Description of the task:
Show every line of the records below that contains the word "target". Case counts.

------ Data for this task ------

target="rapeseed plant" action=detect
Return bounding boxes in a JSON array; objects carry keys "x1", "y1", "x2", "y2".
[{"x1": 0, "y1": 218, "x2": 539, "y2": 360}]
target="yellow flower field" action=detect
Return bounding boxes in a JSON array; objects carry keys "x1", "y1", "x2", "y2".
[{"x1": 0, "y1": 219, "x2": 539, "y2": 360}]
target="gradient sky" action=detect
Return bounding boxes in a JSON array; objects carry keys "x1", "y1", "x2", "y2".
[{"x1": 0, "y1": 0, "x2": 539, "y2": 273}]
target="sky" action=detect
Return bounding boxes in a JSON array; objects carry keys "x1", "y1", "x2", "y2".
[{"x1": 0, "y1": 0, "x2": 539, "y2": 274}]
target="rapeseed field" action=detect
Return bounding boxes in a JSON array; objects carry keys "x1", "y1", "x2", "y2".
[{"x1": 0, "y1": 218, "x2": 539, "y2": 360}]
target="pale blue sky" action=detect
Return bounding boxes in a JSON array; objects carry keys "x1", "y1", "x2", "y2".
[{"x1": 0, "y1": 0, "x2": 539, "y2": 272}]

------

Written reply:
target="rapeseed plant" action=detect
target="yellow flower field" action=detect
target="gradient sky" action=detect
target="sky" action=detect
target="rapeseed field" action=detect
target="pale blue sky" action=detect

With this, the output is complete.